(Extracted entries)

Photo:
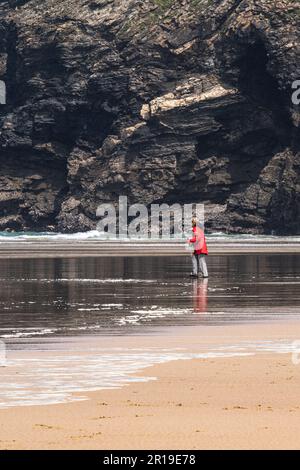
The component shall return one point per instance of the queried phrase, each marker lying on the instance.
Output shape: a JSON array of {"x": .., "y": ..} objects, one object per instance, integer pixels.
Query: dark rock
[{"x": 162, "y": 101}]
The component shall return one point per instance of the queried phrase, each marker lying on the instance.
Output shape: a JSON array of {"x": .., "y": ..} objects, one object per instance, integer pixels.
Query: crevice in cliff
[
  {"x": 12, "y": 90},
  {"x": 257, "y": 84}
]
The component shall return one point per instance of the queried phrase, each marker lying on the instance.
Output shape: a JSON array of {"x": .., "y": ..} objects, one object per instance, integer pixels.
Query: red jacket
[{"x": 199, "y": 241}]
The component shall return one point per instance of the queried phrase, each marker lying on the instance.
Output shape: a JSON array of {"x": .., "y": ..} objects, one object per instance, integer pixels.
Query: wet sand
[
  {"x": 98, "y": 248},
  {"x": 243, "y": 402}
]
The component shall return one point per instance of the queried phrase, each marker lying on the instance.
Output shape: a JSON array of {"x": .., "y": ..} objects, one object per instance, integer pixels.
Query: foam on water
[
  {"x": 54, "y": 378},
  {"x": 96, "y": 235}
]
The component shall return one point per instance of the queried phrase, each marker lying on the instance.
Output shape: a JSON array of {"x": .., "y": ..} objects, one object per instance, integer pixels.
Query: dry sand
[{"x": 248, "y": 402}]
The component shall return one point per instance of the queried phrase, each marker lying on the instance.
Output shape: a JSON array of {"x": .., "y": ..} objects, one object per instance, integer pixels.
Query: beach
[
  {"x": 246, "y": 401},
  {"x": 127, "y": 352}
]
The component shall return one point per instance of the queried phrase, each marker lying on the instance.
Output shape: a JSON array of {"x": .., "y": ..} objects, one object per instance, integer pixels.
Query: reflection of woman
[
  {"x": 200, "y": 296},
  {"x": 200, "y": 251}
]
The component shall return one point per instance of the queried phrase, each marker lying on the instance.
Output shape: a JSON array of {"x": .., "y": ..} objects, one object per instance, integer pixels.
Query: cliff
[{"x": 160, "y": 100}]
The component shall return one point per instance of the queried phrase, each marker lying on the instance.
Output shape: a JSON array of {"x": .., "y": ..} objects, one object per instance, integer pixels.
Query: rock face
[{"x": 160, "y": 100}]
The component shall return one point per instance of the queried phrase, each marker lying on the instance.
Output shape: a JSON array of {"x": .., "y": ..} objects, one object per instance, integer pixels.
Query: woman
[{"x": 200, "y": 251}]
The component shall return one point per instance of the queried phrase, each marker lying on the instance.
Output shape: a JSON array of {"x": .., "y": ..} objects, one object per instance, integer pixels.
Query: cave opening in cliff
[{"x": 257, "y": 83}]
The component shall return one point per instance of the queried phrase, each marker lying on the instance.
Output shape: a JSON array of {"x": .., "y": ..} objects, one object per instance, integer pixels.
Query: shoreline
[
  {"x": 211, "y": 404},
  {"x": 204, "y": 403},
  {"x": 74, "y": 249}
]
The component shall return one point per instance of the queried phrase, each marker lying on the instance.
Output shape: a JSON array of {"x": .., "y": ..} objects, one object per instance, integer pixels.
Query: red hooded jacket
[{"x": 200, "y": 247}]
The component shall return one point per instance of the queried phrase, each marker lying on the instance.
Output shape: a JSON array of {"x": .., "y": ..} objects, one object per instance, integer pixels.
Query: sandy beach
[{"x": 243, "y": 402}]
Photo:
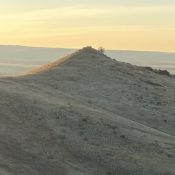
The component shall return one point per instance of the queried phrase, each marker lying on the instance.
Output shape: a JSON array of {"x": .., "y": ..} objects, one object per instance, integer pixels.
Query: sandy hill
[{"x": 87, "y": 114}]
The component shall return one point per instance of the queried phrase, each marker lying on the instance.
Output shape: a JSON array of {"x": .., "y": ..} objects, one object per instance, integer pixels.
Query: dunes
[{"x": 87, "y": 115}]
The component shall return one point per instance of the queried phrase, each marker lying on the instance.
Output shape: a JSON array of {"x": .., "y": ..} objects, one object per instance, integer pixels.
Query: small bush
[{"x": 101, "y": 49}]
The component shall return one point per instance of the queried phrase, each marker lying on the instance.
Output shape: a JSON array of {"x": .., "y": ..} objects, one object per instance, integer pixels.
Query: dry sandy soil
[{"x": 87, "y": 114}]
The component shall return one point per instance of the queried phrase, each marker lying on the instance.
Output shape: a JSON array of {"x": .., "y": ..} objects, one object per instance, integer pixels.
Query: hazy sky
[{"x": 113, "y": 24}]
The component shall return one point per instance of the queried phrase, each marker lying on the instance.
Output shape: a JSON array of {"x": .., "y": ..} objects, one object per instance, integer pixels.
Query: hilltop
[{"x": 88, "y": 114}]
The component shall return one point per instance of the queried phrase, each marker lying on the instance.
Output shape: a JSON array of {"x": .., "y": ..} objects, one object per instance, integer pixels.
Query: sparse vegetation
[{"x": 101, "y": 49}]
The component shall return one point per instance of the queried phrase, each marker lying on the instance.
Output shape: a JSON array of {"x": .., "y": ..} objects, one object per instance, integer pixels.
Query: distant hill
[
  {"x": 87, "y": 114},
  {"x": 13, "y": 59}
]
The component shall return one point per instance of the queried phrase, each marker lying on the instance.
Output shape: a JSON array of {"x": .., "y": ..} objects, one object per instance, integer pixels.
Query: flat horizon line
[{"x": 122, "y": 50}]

(End Extracted entries)

### Required work
Each entry should come back exactly as written, with its pictures omitted.

### Expected answer
Photo:
The component shall return one point per instance of the queried phrase, each marker lying on the instance.
Output shape: a JSON array of {"x": .., "y": ..} objects, one object per instance, integer pixels.
Query: dark rock
[{"x": 162, "y": 101}]
The component shall return one point per instance of the queried phrase, each marker lying on the instance.
Output shape: a JSON array of {"x": .., "y": ..} objects, one object per instance, integer pixels.
Query: crevice in cliff
[
  {"x": 12, "y": 90},
  {"x": 257, "y": 84}
]
The component shall return one point per instance of the queried phrase, each marker lying on the instance.
Output shape: a JSON array of {"x": .., "y": ..} objects, one object per instance, integer pixels.
Query: red jacket
[{"x": 199, "y": 241}]
The component shall return one point per instance of the queried phrase, each marker lying on the instance.
Output shape: a JSON array of {"x": .., "y": ..} objects, one object per instance, integer pixels.
Query: wet sand
[
  {"x": 98, "y": 248},
  {"x": 243, "y": 402}
]
The component shall return one point per instance of the queried phrase, each marker lying on the instance.
Output shape: a JSON array of {"x": .., "y": ..} objects, one object per instance, integer pixels.
Query: foam on water
[
  {"x": 54, "y": 378},
  {"x": 96, "y": 235}
]
The component shall return one point per instance of the queried phrase, each marker lying on the instance.
Output shape: a JSON array of {"x": .., "y": ..} objects, one object per instance, integer pixels.
Query: dry sand
[{"x": 248, "y": 402}]
The component shall return one point per instance of the queried phrase, each marker lying on the instance.
Output shape: a JSON array of {"x": .., "y": ..} objects, one object per instance, integer pixels.
Query: beach
[
  {"x": 246, "y": 401},
  {"x": 127, "y": 352}
]
The component shall return one point per instance of the queried phrase, each marker lying on the instance.
Output shape: a JSON array of {"x": .., "y": ..} objects, one object per instance, integer pixels.
Query: reflection of woman
[
  {"x": 200, "y": 296},
  {"x": 200, "y": 251}
]
The component shall return one point per instance of the queried phrase, each marker lying on the instance.
Output shape: a JSON array of {"x": .., "y": ..} objects, one object per instance, integer pixels.
Query: cliff
[{"x": 160, "y": 100}]
The component shall return one point per instance of the queried phrase, each marker lying on the instance.
Output shape: a JSON array of {"x": .., "y": ..} objects, one object per instance, integer pixels.
Query: rock face
[{"x": 160, "y": 100}]
The component shall return one point per instance of the queried phrase, each marker lying on the instance.
Output shape: a JSON array of {"x": .., "y": ..} objects, one object per instance, integer pixels.
Query: woman
[{"x": 200, "y": 251}]
The component shall return one point per instance of the queried phrase, each marker lying on the instance.
Output shape: a JSON array of {"x": .., "y": ..} objects, one object per instance, integer pixels.
Query: cave opening in cliff
[{"x": 257, "y": 83}]
The component shall return one point per instance of the queried phrase, each marker lying on the instance.
Output shape: a JSON array of {"x": .., "y": ..} objects, one object per instance, integer pixels.
Query: shoreline
[
  {"x": 211, "y": 404},
  {"x": 204, "y": 403},
  {"x": 74, "y": 249}
]
The component shall return one point per instance of the queried phrase, each marker lying on the instance.
Output shape: a JSON array of {"x": .., "y": ..} objects, one object per instance, integer pixels.
Query: red hooded jacket
[{"x": 200, "y": 247}]
The component shall return one point per instance of the queried phrase, each marker lying on the instance.
Output shape: a JSON array of {"x": .., "y": ..} objects, one object per instance, integer pixels.
Query: sandy beach
[{"x": 243, "y": 402}]
Photo:
The component shall return one point per instance of the queried phrase, each marker lying on the instance.
Output shape: a JSON array of {"x": .., "y": ..} objects, one object per instance, integer pixels.
Query: sandy hill
[{"x": 87, "y": 114}]
The component shall return one point per instance of the queried phrase, each marker lying on the instance.
Output shape: a JSON array of {"x": .., "y": ..} objects, one object per instance, integer pixels.
Query: dunes
[{"x": 87, "y": 115}]
The component shall return one point per instance of the queried phrase, each marker lying on the instance.
Output shape: a JSON array of {"x": .., "y": ..} objects, one object per instance, integer pixels.
Query: small bush
[{"x": 101, "y": 49}]
The component shall return one point per instance of the queried phrase, each marker lying on the instance.
Output shape: a JSON array of {"x": .., "y": ..} objects, one object per instance, integer pixels.
Query: dry sandy soil
[{"x": 87, "y": 114}]
The component shall return one point per instance of the queried phrase, each marker lying on the instance.
Output shape: a JSON array of {"x": .., "y": ..} objects, one object per instance, integer pixels.
Query: hazy sky
[{"x": 113, "y": 24}]
The component shall return one point per instance of the queried phrase, each marker lying on the instance.
Output shape: a JSON array of {"x": .., "y": ..} objects, one object per instance, integer pixels.
Query: hilltop
[{"x": 88, "y": 114}]
The component shall return one point per instance of the queried phrase, each marker lying on the instance.
Output shape: a JSON array of {"x": .., "y": ..} objects, one object per instance, integer pixels.
Query: sparse vegetation
[{"x": 101, "y": 49}]
The component shall return one point per instance of the queried phrase, each marker lying on the instance.
Output shape: a JSON array of {"x": .., "y": ..} objects, one object per instance, integer pixels.
Query: distant hill
[
  {"x": 87, "y": 114},
  {"x": 13, "y": 59}
]
The component shall return one point per instance of the queried phrase, each marker lying on the instance.
Output shape: a JSON array of {"x": .., "y": ..} objects, one object per instance, integer pixels.
Query: flat horizon line
[{"x": 122, "y": 50}]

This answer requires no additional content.